### [Given entries]
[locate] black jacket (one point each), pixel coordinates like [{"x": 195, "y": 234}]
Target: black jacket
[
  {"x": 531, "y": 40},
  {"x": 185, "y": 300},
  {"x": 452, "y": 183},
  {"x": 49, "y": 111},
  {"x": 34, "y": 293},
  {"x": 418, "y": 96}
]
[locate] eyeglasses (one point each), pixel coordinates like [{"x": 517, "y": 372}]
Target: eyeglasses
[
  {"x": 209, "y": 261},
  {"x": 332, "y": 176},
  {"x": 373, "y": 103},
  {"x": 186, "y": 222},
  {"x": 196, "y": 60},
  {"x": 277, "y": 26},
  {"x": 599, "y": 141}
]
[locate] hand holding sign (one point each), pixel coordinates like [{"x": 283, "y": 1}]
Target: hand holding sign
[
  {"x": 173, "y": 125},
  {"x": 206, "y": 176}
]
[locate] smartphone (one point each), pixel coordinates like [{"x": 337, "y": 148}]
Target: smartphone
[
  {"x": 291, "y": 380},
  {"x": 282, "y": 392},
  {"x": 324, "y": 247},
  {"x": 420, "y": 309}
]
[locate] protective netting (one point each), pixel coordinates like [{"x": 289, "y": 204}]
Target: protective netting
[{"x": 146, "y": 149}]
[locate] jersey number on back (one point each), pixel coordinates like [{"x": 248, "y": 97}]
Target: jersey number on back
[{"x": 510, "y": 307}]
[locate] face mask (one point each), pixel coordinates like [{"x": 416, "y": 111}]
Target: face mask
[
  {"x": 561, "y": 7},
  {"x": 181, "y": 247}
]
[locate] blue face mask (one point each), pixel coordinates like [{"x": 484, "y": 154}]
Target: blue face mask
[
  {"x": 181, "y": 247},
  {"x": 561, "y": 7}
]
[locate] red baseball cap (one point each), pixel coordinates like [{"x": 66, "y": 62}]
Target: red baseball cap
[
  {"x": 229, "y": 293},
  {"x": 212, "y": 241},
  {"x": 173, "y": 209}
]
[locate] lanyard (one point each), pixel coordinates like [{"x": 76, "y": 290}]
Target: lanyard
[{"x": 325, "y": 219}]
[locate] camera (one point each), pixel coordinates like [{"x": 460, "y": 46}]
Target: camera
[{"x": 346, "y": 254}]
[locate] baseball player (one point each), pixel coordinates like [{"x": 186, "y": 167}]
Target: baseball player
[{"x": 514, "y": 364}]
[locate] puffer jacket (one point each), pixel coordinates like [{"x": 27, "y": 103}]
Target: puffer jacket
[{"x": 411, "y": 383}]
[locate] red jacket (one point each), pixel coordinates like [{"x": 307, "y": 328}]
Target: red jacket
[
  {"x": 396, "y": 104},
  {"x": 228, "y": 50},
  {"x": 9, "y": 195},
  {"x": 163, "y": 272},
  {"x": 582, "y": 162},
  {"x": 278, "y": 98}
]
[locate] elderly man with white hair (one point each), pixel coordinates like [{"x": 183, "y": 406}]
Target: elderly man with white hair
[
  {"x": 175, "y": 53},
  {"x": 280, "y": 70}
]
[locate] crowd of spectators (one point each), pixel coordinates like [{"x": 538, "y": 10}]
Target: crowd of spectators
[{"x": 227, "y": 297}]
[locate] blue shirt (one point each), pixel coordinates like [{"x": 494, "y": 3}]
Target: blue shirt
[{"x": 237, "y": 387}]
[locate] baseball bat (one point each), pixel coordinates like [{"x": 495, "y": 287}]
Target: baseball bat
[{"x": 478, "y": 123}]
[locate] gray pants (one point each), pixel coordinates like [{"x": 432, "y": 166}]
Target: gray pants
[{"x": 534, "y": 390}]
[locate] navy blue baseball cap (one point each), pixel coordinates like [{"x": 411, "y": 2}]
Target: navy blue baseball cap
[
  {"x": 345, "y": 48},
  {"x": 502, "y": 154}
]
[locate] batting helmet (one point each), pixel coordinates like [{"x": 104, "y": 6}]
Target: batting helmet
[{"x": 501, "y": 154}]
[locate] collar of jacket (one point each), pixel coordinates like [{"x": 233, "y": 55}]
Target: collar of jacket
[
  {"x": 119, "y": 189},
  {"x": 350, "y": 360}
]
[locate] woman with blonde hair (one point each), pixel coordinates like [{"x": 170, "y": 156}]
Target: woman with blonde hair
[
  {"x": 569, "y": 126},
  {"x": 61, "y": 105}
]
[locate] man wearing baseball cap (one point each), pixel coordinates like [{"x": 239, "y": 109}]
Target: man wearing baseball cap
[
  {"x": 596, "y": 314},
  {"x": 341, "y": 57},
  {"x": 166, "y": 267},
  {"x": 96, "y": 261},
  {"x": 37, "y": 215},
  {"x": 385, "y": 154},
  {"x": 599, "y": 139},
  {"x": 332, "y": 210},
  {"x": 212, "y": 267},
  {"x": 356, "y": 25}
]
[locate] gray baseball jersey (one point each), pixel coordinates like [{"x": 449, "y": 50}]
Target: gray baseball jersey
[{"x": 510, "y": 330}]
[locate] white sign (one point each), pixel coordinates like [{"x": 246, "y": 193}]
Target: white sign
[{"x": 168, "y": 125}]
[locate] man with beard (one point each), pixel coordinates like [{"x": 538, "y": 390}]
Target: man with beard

### [Exercise]
Add 86 to every x and y coordinate in the answers, then write out the stretch from the line containing "[locate] woman with" through the last line, requests included. Leave the requests and their sample coordinates as they are.

### [The solution]
[locate] woman with blonde hair (one point each), pixel coordinates like [{"x": 170, "y": 156}]
Target: woman with blonde hair
[
  {"x": 655, "y": 212},
  {"x": 147, "y": 191}
]
[locate] man wearing baseball cap (one point each), pixel coordinates like [{"x": 239, "y": 109}]
Target: man wearing baseball cap
[
  {"x": 682, "y": 400},
  {"x": 427, "y": 143},
  {"x": 252, "y": 353},
  {"x": 182, "y": 347},
  {"x": 123, "y": 301},
  {"x": 471, "y": 240},
  {"x": 685, "y": 225},
  {"x": 418, "y": 296},
  {"x": 298, "y": 353},
  {"x": 442, "y": 111}
]
[locate] gray baseball jersey (one point each), pixel coordinates like [{"x": 449, "y": 50}]
Target: gray baseball jersey
[{"x": 596, "y": 416}]
[locate] white sign (one point each), pixel coordinates like [{"x": 246, "y": 193}]
Target: white sign
[{"x": 254, "y": 211}]
[locate] man with beard (one point each), pixel coordinates like [{"x": 538, "y": 390}]
Target: man with beard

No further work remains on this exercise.